**GOAL 1:**
Copy the records word for word, starting at their first line and running through the line that contains "[(774, 146)]", with both ends included.

**PAGE EXTRACT:**
<<<<

Side control is one of the four primary dominant ground positions in MMA (along with mount, back control, and knee-on-belly), and is a primary scoring position on the judges' cards.
Mechanics
From a passed guard, establishing side control:
- Crossface: the attacker's elbow on the same side as the opponent's head, with the forearm across the opponent's face. The crossface prevents the opponent from turning their head and creates pressure to disrupt their posture.
- Underhook the far arm: the attacker's far-side arm reaches under the opponent's near armpit, gripping the opponent's far shoulder or upper back.
- Chest pressure: the attacker's chest presses on the opponent's chest, with the attacker's hips low and weight distributed evenly.
- Head position: the attacker's head is on the opposite side from the controlled near arm — pinning the opponent's head down.
- Leg position: the legs are spread for a wide base, with the legs ready to react to the opponent's hip movement.
What side control is for
- Round-winning control: a clean side-control hold drains the round clock while accumulating ground-and-pound damage.
- Submission setups: arm triangles, Americanas, kimuras, knee-on-belly transitions all originate from side control.
- Position retention: side control is one of the more recoverable positions if the opponent attempts to bridge or shrimp out.
- Transition to mount: knee-on-belly transitions or knee-cut passes can convert side control to mount.
Common errors
- Not enough crossface pressure: a loose crossface lets the opponent turn into the attacker.
- Hips too high: rising on the toes loses the weight distribution that creates the pin.
- Underhook too high: an underhook past the elbow loses the leverage to control the upper body.
- Static position: holding side control without working an attack gives the referee reason to stand the fighters up.
Defense
- Bridge: lifting the hips off the mat to disrupt the attacker's weight distribution.
- Shrimp: hip-escape to create space and recover guard.
- Frame: posting forearms on the attacker's neck or chest to create distance.
- Hand fight: fighting the attacker's grip control to disrupt the underhook and crossface.
- Underhook recovery: getting an underhook on the attacker to disrupt the position.
Variations
- Kesa gatame: a Japanese judo variation of side control where the attacker controls the head with one arm and the far arm with the other.
- North-south: a related dominant top position where the attacker is at the opponent's head rather than their side.
- Knee-on-belly: a transition position from side control where the attacker has one knee on the opponent's belly.
Exemplified by
- Khabib Nurmagomedov: side-control elbow-and-fist ground-and-pound that produced the McGregor mauling and the Poirier finishes.
- Islam Makhachev: side-control control time that defines his title-defense bouts.
- Demian Maia: BJJ-base side-control passing and submission threats.
- Kamaru Usman: side-control fence work in his welterweight title reign.
Drills
- Position retention drill: top partner works to hold side control for 90 seconds; bottom partner works escape attempts.
- Side-control to mount drill: drilling the knee-cut pass into mount.
- Submission drill from side control: drilling arm triangles, Americanas, and kimuras.
- Live ground sparring from side control: rounds where one partner starts in side control.

>>>>

**GOAL 2:**
Answer these from the side control text:
(a) What does the crossface stop the opponent from doing?
(b) In the position retention drill, how long does the top partner work to hold side control?
(c) Which fighter is listed for side-control fence work in his welterweight title reign?

**INFORMATION GIVEN:**

<<<<

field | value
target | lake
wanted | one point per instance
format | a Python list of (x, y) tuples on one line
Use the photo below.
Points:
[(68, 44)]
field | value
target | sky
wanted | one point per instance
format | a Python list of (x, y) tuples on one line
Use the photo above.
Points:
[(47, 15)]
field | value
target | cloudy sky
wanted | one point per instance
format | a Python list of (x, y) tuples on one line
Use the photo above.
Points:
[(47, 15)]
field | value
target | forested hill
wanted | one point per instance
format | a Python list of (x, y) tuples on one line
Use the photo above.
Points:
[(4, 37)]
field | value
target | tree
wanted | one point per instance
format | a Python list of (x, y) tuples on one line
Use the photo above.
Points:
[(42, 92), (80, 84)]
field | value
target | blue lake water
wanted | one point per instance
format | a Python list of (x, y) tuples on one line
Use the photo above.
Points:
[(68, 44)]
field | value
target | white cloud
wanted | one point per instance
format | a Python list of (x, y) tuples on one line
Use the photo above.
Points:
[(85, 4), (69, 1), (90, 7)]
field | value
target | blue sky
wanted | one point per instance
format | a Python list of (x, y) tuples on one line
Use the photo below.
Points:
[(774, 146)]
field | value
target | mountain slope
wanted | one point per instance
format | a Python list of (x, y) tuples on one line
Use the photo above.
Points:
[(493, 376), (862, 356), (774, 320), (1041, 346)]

>>>>

**ANSWER 1:**
field | value
target | lake
wanted | one point per instance
format | a Python list of (x, y) tuples on one line
Use the photo below.
Points:
[(68, 44)]
field | value
target | sky
wanted | one point per instance
format | a Python list of (x, y) tuples on one line
Use the photo above.
Points:
[(47, 15)]
field | value
target | cloudy sky
wanted | one point per instance
format | a Python list of (x, y) tuples on one line
Use the photo above.
Points:
[(47, 15)]
field | value
target | forested hill
wanted | one point per instance
format | a Python list of (x, y) tuples on one line
Use the photo above.
Points:
[(4, 37)]
field | value
target | tree
wanted | one point per instance
format | a Python list of (x, y) tuples on one line
Use the photo above.
Points:
[(42, 92), (80, 84)]
field | value
target | blue lake water
wanted | one point per instance
format | a Python list of (x, y) tuples on one line
Use the photo above.
Points:
[(68, 44)]
field | value
target | white cloud
wanted | one point per instance
format | a Python list of (x, y) tuples on one line
Use the photo above.
Points:
[(85, 4), (69, 1), (90, 7)]
field | value
target | blue sky
wanted | one point per instance
format | a Python list of (x, y) tuples on one line
Use the photo below.
Points:
[(774, 146)]

**ANSWER 2:**
(a) Turning their head.
(b) 90 seconds.
(c) Kamaru Usman.